To do:
a) Give the full name of every person in the newsgroup post on RAID 5 and redo logs.
b) Write what comes next in the newsgroup post on RAID 5 and redo logs, continuing after its last line.

Page extract:
——
From: Niall Litchfield <>
Date: Mon, 13 Dec 2004 06:42:37 -0000
Message-ID: <41bd39db$0$19164$>

"DA Morgan" <> wrote in message news:1102914028.50143_at_yasure...
> Howard J. Rogers wrote:
>>> You don't want to use raid 5.
>> He might do.
>> HJR
> Source:
> Quote:
> "Move the redo logs to faster disks or a faster I/O subsystem (for
> example, switch from RAID 5 to RAID 1)."

as a way to address log file sync waits.

btw Amazingy the advice in this segment of the docs doesn't mention looking at whether the application is over committing or not.

> Source:
> Quote:
> "Avoiding the use of RAID 5 for redo logs."

This is a wonderful piece of advice actually, I'll point folk at it in my bog later. What does it say

  1. determine that your io bottleneck really is an io bottleneck.
——
Entries supplied:
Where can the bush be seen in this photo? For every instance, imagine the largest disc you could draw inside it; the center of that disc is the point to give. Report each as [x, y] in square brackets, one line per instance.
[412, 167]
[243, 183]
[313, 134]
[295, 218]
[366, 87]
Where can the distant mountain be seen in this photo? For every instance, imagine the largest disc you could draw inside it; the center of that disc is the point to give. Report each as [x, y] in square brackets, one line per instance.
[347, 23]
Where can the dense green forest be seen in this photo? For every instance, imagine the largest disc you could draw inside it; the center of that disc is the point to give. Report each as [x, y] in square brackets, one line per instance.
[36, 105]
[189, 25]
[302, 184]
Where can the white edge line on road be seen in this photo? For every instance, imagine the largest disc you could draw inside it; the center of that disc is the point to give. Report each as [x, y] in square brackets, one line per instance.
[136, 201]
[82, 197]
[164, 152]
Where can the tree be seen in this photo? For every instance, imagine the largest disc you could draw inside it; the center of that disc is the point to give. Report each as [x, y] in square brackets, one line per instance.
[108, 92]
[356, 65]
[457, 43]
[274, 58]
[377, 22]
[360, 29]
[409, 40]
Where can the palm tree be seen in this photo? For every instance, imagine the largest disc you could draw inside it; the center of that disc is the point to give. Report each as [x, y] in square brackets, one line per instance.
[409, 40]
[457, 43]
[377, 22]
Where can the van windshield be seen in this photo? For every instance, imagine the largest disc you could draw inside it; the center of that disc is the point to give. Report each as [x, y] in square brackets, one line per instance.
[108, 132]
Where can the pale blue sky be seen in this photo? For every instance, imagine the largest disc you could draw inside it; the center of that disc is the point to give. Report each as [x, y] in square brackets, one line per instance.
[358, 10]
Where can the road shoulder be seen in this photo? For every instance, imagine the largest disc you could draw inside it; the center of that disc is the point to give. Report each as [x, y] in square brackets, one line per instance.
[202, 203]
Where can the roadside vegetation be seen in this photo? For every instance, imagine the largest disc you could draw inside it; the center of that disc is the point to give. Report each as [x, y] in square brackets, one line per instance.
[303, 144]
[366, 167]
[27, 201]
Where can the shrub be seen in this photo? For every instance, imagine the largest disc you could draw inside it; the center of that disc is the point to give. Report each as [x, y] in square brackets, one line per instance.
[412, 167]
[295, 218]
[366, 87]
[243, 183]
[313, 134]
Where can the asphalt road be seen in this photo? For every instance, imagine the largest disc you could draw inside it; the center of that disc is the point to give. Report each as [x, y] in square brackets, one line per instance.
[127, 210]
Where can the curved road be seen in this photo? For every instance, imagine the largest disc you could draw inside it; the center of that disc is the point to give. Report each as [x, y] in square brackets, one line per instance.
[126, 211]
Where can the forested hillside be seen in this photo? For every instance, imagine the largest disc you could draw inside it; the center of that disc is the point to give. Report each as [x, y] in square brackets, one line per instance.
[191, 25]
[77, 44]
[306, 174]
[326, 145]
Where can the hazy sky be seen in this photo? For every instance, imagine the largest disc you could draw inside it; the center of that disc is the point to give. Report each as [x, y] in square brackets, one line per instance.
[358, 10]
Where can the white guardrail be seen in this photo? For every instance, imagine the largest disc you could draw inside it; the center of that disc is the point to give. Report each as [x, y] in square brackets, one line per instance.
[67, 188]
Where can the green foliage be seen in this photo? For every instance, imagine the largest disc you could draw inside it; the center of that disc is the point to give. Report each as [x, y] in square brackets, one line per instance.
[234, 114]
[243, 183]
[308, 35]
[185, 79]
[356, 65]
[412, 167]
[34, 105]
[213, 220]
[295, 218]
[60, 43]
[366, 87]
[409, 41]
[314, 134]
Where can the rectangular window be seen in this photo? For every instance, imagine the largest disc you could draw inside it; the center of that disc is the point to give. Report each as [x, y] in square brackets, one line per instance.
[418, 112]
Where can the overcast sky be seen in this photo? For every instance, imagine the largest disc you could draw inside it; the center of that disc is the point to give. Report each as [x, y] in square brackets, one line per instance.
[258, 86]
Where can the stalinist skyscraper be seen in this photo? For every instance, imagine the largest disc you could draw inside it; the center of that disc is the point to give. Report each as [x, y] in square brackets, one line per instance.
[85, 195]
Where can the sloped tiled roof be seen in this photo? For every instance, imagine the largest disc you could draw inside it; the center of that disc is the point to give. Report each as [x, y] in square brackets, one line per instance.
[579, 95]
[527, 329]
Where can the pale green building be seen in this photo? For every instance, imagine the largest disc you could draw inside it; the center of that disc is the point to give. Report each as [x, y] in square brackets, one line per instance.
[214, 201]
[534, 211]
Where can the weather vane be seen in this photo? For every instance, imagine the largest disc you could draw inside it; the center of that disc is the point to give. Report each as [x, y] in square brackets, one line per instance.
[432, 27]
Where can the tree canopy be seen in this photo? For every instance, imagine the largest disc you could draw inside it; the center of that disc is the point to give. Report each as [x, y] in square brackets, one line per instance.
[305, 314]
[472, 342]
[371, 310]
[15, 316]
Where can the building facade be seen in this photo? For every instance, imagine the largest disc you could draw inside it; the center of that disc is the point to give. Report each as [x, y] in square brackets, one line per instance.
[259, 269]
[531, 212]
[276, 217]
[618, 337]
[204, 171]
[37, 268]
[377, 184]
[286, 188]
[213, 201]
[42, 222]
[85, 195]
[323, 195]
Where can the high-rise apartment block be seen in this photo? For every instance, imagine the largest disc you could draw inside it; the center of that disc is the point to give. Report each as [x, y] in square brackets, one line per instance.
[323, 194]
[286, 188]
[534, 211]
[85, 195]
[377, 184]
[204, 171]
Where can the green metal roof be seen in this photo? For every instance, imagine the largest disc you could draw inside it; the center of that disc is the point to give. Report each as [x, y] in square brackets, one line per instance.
——
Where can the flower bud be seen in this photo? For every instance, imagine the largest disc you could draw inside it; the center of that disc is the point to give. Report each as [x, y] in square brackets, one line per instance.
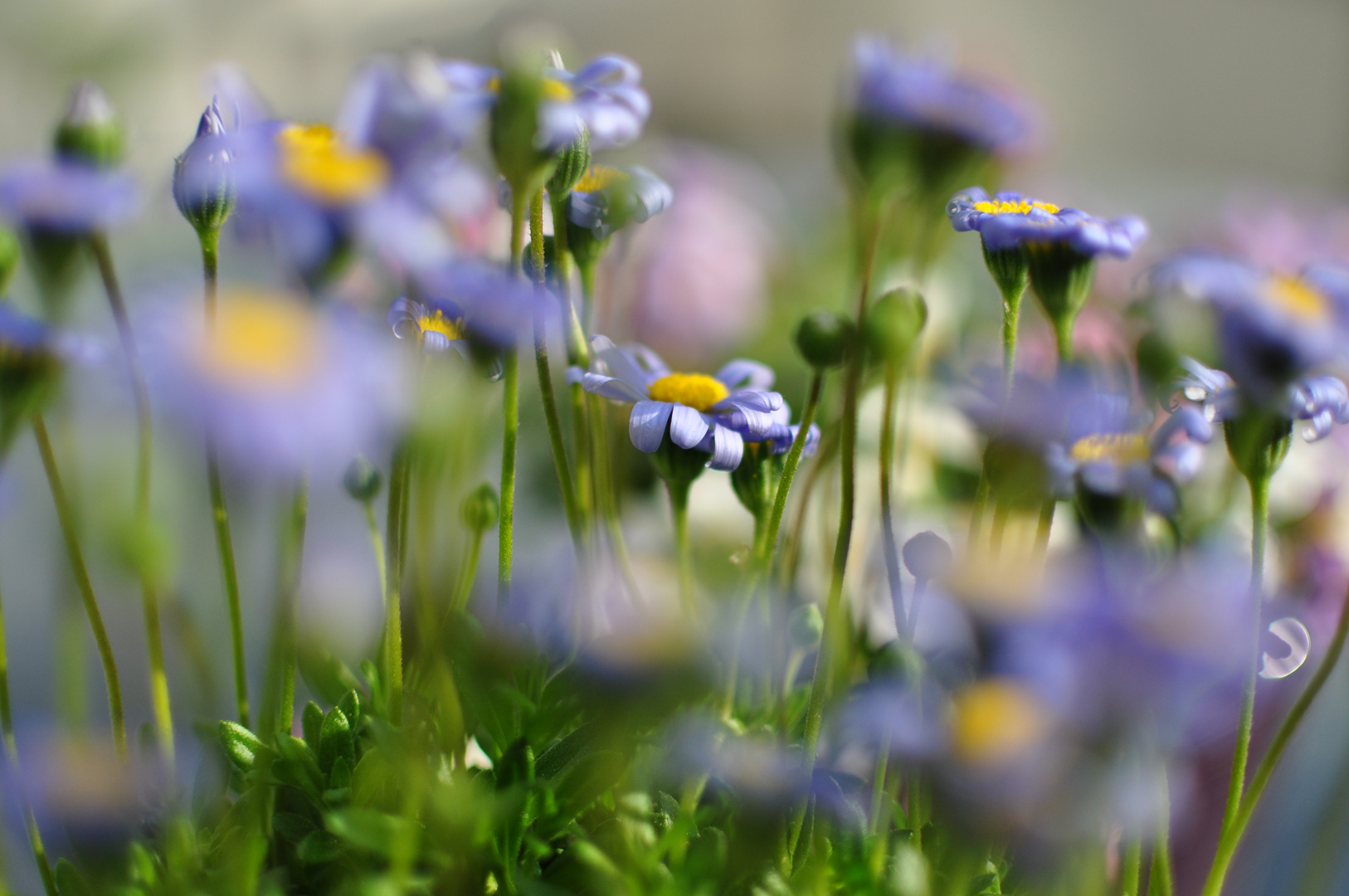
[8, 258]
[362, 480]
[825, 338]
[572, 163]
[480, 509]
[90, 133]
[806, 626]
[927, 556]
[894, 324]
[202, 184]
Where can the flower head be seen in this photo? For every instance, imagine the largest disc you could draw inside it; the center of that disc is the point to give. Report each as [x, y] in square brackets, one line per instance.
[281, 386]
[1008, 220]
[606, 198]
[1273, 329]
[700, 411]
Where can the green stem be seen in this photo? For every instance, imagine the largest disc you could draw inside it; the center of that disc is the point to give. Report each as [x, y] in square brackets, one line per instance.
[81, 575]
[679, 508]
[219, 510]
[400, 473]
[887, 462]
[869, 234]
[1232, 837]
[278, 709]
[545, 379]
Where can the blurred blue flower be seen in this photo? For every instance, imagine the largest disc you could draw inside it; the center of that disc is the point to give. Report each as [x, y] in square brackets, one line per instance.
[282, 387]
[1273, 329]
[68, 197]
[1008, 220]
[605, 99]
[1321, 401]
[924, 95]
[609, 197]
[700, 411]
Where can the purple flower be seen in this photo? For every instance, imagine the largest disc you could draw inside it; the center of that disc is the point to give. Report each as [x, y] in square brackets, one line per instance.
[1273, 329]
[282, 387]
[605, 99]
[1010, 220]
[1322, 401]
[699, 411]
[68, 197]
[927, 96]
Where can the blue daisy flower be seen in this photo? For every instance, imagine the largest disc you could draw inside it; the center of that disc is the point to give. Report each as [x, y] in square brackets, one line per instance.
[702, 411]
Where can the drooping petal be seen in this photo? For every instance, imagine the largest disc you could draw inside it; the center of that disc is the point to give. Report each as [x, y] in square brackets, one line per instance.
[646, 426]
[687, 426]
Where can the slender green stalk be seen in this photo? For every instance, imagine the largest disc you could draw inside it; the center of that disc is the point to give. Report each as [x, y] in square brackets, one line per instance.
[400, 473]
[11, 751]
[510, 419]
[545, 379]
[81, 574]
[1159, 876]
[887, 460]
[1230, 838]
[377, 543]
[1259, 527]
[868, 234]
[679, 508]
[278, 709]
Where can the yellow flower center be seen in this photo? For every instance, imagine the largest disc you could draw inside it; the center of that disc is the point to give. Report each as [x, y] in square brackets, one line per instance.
——
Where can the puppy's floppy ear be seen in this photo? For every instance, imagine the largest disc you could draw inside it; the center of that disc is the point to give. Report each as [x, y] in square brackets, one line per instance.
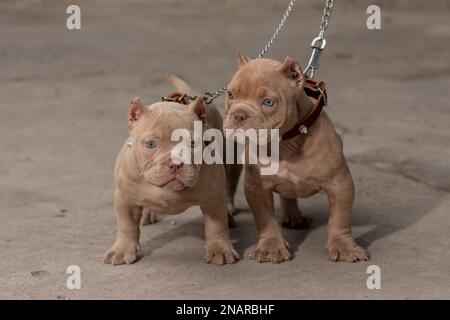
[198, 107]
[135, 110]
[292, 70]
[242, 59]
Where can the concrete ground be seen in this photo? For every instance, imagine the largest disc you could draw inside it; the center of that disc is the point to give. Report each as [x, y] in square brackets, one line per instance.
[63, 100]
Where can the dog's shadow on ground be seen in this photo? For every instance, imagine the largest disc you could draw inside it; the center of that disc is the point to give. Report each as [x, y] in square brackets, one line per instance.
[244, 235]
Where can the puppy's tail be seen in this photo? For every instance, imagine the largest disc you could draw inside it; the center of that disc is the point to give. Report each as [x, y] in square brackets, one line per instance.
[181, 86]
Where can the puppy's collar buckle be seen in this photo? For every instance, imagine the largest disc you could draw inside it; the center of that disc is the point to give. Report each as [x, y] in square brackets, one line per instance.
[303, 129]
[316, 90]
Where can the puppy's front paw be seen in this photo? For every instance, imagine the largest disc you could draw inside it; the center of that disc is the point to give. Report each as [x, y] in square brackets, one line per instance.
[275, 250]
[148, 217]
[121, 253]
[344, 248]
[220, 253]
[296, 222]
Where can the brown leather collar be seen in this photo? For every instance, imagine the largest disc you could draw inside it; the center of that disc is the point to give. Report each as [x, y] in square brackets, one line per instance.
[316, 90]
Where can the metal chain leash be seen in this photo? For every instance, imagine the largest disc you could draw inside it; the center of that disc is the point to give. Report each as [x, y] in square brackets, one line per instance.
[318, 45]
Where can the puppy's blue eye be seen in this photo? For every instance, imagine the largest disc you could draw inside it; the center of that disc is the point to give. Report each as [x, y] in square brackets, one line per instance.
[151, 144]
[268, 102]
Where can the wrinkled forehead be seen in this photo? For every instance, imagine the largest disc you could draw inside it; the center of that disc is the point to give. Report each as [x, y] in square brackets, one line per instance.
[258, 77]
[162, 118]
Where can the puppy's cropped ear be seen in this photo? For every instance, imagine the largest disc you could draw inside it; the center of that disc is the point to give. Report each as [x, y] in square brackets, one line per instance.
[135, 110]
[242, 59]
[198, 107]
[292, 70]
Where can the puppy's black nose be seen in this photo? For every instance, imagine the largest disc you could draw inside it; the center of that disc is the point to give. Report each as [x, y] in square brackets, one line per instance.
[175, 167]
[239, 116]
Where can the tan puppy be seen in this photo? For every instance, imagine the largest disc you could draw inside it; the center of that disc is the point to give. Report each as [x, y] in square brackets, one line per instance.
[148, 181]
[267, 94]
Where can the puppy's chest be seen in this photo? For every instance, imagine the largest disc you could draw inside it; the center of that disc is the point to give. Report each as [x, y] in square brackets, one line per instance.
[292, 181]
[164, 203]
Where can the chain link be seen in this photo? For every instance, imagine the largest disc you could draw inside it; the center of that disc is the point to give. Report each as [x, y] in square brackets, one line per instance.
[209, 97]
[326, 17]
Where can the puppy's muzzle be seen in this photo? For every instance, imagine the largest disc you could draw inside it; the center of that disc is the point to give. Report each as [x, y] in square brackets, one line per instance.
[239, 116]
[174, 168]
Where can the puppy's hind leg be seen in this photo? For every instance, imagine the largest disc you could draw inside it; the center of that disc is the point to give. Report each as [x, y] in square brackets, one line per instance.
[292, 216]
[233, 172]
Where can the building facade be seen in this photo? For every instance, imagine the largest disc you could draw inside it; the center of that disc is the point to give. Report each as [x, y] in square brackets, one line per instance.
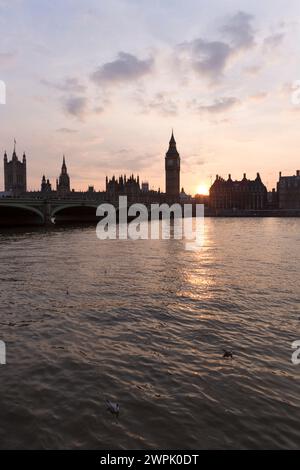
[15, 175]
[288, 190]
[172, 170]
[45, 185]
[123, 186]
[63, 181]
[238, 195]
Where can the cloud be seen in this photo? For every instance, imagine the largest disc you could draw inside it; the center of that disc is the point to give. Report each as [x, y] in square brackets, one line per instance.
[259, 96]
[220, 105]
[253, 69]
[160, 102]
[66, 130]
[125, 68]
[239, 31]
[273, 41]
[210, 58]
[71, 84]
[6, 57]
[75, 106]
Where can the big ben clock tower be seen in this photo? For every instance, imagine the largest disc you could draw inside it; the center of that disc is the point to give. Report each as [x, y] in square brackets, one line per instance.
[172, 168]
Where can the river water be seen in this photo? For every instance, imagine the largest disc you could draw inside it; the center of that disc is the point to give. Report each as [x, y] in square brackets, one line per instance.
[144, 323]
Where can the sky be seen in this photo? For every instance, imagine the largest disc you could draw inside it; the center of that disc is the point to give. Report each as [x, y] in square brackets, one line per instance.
——
Answers to the tasks:
a) Niall Litchfield, DA Morgan, Howard J. Rogers

b)
  2. determine where it lies
  3. *if* it lies with redo take appropriate action.

which is a little different from your quote

> Source:
> Quote:
> "Striping data across a number of disks is one example of a redundant
> array of inexpensive disks (RAID). There are several different types of
> RAID, also referred to as RAID levels, ranging from high performance to
> high reliability. The three most common RAID levels in Oracle Database
> installations are RAID-0, RAID-1, and RAID-5. Descriptions of each RAID
> level follow Table 7-2, which shows each level's read and write penalties.
> RAID Level Read Penalty Write Penalty
> 0 (Disk Striping) 1:1 1:1
> 1 (Disk Mirroring) 1:1 2:1
> 0 + 1 1:1 2:1
> 5 (Distributed Data Gathering) 1:1 4:1"
> .. and ..
> "The write penalty of 4:1 results from 2 reads and 2 writes during parity
> calculation."

It does rather miss out the cost factor a bit though. RAID10 is better, but it isn't cheaper (or before folk jump on me as much more expensive as raid vendors say).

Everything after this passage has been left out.